- Work instructions: Go through the lines below and retype each one exactly.

Stored data entries:

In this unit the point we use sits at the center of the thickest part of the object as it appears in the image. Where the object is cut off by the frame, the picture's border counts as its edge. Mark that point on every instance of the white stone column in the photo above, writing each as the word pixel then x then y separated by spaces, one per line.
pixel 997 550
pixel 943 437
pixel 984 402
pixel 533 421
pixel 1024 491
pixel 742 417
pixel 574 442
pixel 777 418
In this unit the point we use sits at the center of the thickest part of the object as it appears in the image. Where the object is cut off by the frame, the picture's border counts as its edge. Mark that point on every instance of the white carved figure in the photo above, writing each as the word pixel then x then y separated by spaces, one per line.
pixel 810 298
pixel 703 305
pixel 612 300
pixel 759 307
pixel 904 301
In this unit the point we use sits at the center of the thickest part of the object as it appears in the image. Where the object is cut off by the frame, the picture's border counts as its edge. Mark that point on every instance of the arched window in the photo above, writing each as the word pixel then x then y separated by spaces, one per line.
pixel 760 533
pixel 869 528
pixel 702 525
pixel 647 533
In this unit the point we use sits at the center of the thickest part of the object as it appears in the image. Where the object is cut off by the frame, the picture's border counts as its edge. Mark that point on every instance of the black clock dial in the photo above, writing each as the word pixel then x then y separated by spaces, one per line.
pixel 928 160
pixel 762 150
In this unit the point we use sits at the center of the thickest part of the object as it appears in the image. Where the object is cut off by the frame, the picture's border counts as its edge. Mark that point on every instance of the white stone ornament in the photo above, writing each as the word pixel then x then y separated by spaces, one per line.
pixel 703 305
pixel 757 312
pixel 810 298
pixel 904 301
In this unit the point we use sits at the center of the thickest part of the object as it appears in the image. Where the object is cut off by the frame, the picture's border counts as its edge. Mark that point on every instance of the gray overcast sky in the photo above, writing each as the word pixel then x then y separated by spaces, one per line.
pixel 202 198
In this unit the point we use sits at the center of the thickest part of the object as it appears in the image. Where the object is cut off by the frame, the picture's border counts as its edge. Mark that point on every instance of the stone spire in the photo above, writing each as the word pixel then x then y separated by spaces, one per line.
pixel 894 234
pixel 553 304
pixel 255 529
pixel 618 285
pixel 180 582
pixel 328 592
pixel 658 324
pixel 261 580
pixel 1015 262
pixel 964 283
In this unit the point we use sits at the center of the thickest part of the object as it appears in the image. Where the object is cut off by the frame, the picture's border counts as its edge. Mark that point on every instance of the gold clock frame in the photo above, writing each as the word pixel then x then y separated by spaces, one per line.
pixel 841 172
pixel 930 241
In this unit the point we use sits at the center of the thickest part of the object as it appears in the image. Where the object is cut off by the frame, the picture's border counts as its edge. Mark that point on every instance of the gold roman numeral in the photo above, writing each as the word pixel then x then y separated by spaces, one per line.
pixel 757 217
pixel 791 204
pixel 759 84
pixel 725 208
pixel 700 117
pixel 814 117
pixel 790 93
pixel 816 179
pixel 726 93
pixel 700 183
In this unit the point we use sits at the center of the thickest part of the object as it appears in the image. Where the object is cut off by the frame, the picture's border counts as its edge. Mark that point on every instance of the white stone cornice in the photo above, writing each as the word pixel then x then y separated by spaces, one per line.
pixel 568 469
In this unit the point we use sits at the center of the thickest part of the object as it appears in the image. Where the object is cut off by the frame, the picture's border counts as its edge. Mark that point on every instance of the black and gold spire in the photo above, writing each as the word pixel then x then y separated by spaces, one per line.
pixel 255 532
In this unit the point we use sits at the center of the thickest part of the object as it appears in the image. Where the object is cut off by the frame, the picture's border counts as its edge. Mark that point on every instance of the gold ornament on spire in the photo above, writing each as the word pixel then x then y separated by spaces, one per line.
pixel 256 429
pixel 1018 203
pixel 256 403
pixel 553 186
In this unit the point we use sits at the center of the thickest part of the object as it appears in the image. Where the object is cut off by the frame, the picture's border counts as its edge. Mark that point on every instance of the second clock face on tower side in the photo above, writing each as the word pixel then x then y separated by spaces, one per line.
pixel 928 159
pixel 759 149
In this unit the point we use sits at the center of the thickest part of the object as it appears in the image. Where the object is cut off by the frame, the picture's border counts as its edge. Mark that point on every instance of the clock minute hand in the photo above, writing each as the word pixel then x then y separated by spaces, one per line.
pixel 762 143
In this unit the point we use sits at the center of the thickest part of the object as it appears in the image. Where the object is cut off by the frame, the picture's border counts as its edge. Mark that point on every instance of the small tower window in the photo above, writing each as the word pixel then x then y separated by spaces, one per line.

- Exercise output:
In this unit the point we use sits at the center of the thickest part of the object as it appears in the image. Where the object is cut off by the frame, the picture's border counts as its edge. Mark that point on every instance of the white stone column in the photo above, writing each as the word pixel then x then y separated by spaces, one per line.
pixel 997 550
pixel 943 437
pixel 984 402
pixel 533 421
pixel 1024 491
pixel 742 417
pixel 574 442
pixel 777 418
In this unit the point we use sits at the center of the thickest part of the object as it appears in the image. Where the object is cut off by the frame, the picture's border counts as its edge. Mark that point on every instance of the white carved figure in the photo above, writing each as the word pixel then x then y separated by spaces, one per line.
pixel 810 298
pixel 703 305
pixel 612 300
pixel 759 307
pixel 904 301
In this unit the point we use sits at the center of the thickest part of the object as it appears in the image. Where the object is cut off by the frame, the picture's border counts as its edge. Mark that point on every instance of the arched window in the photo above, writing each as the word pixel then x then y separated by spaces, one per line.
pixel 760 533
pixel 869 528
pixel 702 525
pixel 647 533
In this unit the point we use sits at the center of the thickest part of the object as it appears in the image. Where the object is cut off by the frame, the picture's border counts as its edge. Mark that point on every instance of the black clock dial in the photo above, writing each as the word pixel then x then y separated by spaces, one per line.
pixel 928 160
pixel 762 150
In this unit the point we use sits at the center of the thickest part of the object as it appears in the image. Where the object is cut off by the frame, the picture's border counts as its edge. Mark that point on every instance of the white stone ornament in the photo above, writing each as the word pixel then x then y separated by spaces, one per line.
pixel 703 305
pixel 757 312
pixel 810 298
pixel 904 301
In this unit the point we use sits at the center of the thickest part of the object as it appears in the image. Where the object is cut off by the frame, the picture's border counts as its edge. Mark that point on every instance of the gray overcast sky in the photo above, writing each as the word pixel then x then y separated by spaces, one per line.
pixel 202 198
In this unit the point we use sits at the center of the thickest part of the object as it appears in the image. Where the object is cut off by the frame, the picture's border counts as its edge. Mark that point on every instance of the stone spire in the photo above, writing each as the word pixel then x then y separated by spaces, one per line.
pixel 894 234
pixel 553 304
pixel 255 529
pixel 618 285
pixel 180 582
pixel 328 592
pixel 658 324
pixel 261 580
pixel 1015 262
pixel 964 283
In this unit the point we use sits at the center of the thickest part of the object as it appears in the image. Where the object is cut off by the frame, the picture's border counts as its edge. Mark that point on every instance of the gold clock frame in the photo above, writing each as the word pixel then x then y separated by spaces, one per line.
pixel 841 172
pixel 930 241
In this unit the point we use sits at the center of the thickest part of the object as it appears in the image. Where the object is cut off by the frame, the picture's border counts as its edge. Mark that point on every instance of the gold roman numeral in the photo above, writing each as the word pixel then x then y separated by spaces, one per line.
pixel 757 217
pixel 791 204
pixel 759 84
pixel 725 208
pixel 700 117
pixel 814 117
pixel 790 93
pixel 816 179
pixel 726 93
pixel 700 183
In this unit the point we use sits at the center of the thickest part of the object as it appears in the image. Where the object is cut off by the frame, the picture's border counts as its edge. Mark that point on every instance of the white stone cornice in the photo above, writing each as the word pixel then x then y separated by spaces, one per line.
pixel 568 469
In this unit the point we use sits at the center of the thickest part of the object as it appears in the image. Where the object is cut off by the frame, the picture's border counts as its edge. Mark that point on every instance of the black and gold spire in the photo above, writing each as the word pixel then x then y separated by spaces, one per line.
pixel 255 532
In this unit the point we use sits at the center of the thickest part of the object as it appears in the image. Where the object is cut off by the frame, the picture's border counts as its edge. Mark that point on every instance of the gold ornament on spire in the photo above, writing each as the word pixel then x then y separated by spaces, one per line.
pixel 256 429
pixel 1018 203
pixel 256 403
pixel 553 186
In this unit the point we use sits at the center of the thickest part of the object as it appears in the image. Where the object is cut off by the frame, the picture's border counts as its edge. Mark that point on every instance of the second clock face on tower side in the photo above, writing each as the word pixel then x then y separated by spaces, one per line.
pixel 928 159
pixel 759 149
In this unit the point we use sits at the center of the thickest part of the object as it appears in the image. Where the object is cut off by the frame, the picture's border counts as its edge. Mark that point on every instance of the clock minute hand in the photo above, writing each as the word pixel then x then y separated by spaces, one per line.
pixel 762 143
In this unit the point we use sits at the center of the thickest part of the object as it appears in the image. Where the object is cut off by the frame, the picture's border counts as its edge. Mark that point on every instance of the small tower window in the photo above, writing each as the word pixel then x then y separated by spaces, one per line.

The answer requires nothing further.